__Brief__.
Locate each line in the items below that contains the string "water" and copy those lines in order.

__Extracted material__.
## start
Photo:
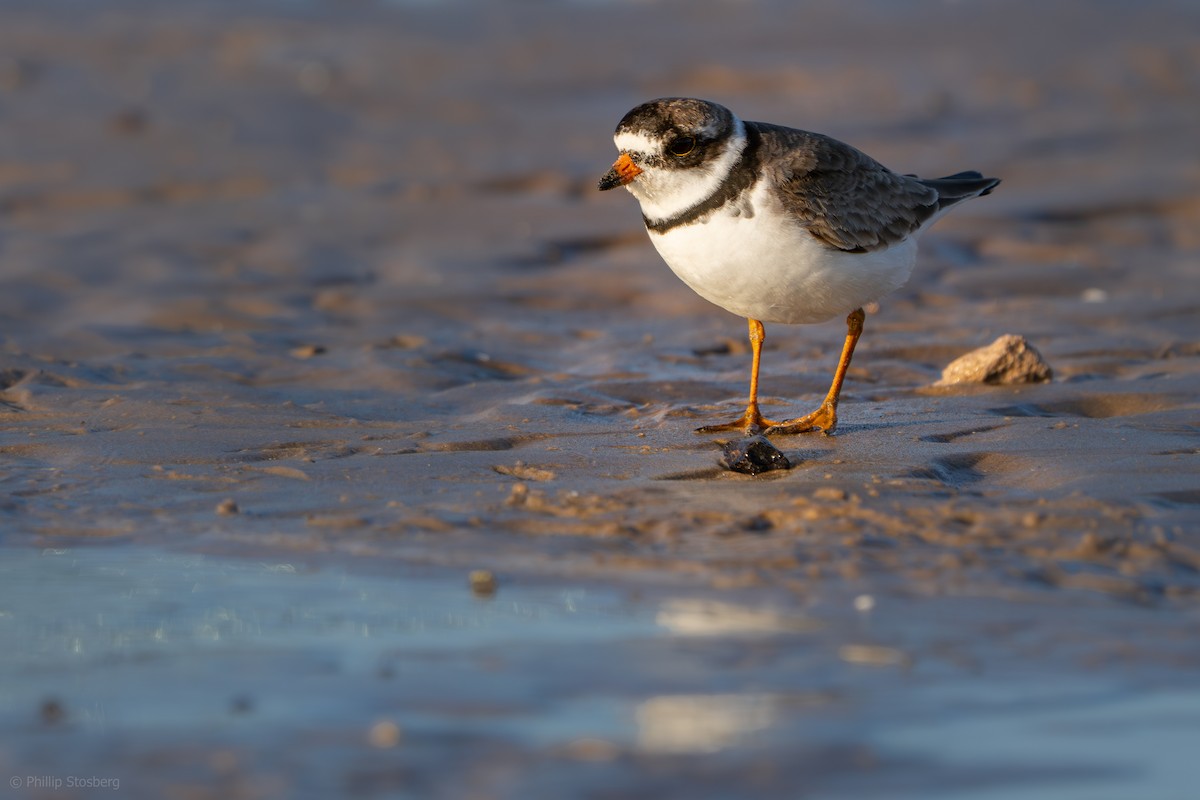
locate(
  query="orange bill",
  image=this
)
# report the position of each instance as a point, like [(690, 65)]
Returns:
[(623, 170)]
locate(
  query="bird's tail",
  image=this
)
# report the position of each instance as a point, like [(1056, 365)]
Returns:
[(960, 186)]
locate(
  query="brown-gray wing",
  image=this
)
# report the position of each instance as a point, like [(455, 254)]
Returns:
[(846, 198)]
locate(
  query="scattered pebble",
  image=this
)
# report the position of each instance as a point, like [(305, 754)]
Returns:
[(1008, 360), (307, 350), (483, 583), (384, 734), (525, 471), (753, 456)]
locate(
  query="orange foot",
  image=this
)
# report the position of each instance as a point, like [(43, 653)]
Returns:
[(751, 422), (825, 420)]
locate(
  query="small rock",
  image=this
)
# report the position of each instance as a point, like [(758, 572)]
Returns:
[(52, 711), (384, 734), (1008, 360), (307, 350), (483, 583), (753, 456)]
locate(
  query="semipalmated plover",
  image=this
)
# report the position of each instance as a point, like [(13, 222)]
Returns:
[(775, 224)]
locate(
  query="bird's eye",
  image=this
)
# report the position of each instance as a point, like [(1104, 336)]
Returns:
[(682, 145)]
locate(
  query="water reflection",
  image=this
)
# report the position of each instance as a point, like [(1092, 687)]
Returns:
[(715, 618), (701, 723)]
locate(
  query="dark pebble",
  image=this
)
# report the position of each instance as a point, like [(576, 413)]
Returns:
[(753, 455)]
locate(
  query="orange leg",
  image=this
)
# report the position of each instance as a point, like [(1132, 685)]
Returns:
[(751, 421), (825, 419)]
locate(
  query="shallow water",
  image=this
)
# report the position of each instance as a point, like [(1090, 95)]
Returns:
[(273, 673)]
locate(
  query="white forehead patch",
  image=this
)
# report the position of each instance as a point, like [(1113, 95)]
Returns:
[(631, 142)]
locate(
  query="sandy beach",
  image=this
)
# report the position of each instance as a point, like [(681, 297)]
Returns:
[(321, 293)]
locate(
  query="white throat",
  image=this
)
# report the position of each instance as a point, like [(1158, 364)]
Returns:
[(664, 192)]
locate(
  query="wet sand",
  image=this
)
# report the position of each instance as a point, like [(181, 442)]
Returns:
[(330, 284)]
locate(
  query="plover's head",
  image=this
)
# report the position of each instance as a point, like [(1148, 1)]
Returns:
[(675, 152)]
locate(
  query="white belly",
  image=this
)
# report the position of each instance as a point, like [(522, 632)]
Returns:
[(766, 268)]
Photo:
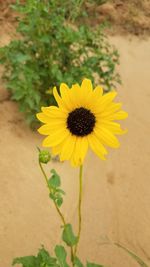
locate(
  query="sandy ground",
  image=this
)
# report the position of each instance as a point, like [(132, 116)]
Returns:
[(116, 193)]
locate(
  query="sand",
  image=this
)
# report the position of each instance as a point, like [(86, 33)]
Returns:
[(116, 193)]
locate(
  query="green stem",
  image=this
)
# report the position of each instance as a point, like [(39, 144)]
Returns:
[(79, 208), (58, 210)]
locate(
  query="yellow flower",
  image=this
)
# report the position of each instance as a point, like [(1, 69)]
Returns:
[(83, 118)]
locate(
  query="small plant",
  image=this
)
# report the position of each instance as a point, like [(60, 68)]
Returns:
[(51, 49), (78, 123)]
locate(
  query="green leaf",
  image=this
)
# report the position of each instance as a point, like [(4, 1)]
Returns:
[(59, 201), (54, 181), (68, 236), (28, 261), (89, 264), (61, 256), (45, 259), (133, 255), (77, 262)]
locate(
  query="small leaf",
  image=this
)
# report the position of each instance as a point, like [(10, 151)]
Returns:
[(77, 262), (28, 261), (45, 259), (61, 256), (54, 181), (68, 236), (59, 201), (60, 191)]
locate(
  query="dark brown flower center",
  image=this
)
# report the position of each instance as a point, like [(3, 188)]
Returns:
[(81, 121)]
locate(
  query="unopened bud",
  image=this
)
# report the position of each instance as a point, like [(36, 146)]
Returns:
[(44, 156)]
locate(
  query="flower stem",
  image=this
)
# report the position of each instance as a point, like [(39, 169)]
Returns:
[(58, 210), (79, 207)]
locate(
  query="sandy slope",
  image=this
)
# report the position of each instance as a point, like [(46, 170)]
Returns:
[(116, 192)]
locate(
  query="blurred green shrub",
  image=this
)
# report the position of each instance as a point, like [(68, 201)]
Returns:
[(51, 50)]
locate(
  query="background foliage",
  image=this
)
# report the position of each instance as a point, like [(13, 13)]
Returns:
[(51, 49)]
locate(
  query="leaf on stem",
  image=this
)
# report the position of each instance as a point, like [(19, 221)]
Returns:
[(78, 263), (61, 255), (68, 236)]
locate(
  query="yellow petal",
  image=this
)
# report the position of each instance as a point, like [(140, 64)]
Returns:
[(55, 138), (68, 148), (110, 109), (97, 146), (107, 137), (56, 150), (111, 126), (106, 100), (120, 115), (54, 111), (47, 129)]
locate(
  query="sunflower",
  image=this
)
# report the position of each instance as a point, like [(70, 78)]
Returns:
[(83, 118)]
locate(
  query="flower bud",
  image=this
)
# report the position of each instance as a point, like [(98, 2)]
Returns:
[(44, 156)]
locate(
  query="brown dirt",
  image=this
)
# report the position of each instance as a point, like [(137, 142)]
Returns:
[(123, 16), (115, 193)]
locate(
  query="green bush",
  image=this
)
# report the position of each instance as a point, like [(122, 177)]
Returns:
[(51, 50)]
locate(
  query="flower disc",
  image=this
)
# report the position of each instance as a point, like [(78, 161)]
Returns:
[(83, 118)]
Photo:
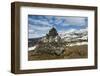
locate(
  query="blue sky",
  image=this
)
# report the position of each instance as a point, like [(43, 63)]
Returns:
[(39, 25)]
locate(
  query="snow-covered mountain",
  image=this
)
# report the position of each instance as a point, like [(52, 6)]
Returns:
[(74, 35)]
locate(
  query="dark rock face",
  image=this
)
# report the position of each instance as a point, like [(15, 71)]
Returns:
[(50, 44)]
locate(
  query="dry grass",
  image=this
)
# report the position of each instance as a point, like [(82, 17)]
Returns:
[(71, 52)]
## end
## start
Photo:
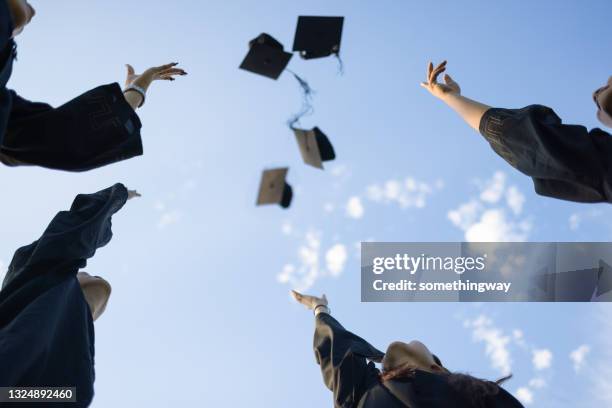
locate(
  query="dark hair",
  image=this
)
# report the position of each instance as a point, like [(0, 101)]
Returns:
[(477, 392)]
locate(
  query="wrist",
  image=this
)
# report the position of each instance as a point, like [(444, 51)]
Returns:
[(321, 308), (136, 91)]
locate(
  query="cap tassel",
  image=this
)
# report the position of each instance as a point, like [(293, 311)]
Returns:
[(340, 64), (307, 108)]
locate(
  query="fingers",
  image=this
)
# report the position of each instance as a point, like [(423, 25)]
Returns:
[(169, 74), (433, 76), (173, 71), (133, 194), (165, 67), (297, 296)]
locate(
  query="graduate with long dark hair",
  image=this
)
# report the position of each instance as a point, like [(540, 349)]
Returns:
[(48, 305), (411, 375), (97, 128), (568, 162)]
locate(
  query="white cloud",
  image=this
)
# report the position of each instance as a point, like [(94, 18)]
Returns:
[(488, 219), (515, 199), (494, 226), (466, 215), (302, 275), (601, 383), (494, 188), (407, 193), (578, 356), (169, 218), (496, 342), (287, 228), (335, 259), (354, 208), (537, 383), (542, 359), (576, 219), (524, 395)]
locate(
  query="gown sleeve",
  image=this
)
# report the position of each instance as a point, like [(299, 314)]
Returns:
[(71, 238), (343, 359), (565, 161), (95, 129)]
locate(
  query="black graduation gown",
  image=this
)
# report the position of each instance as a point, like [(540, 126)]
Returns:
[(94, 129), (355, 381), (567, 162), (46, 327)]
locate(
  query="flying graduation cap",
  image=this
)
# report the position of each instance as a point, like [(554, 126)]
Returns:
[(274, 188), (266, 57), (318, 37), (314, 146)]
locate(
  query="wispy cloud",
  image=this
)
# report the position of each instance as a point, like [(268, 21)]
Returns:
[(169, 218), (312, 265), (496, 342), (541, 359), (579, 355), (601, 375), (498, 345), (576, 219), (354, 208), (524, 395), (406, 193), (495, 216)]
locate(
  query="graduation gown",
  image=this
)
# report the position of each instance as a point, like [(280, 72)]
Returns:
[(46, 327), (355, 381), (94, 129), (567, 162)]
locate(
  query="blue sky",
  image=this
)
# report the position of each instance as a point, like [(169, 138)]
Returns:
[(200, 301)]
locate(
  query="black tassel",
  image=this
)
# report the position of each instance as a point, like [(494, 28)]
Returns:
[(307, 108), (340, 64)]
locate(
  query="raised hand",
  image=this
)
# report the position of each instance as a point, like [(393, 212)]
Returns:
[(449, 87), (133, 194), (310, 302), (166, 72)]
## end
## start
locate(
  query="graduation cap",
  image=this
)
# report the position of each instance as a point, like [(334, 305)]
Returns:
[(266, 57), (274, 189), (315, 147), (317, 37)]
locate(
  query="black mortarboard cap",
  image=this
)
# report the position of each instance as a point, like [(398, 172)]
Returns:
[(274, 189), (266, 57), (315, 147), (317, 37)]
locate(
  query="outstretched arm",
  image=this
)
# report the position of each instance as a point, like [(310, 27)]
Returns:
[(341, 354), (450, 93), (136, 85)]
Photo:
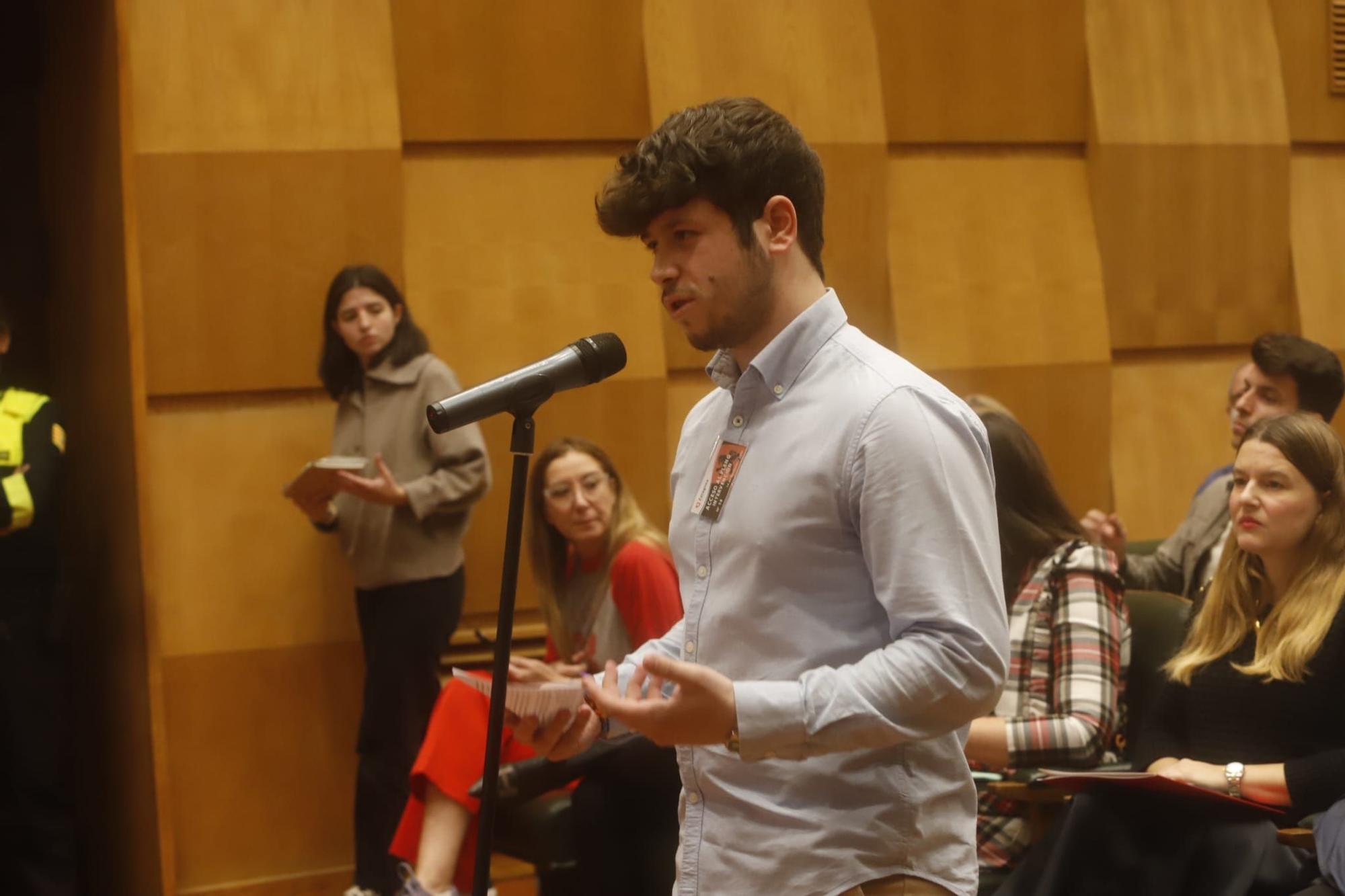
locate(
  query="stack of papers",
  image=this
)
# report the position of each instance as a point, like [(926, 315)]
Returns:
## end
__Worked solution__.
  query="water reflection",
  query="shallow water",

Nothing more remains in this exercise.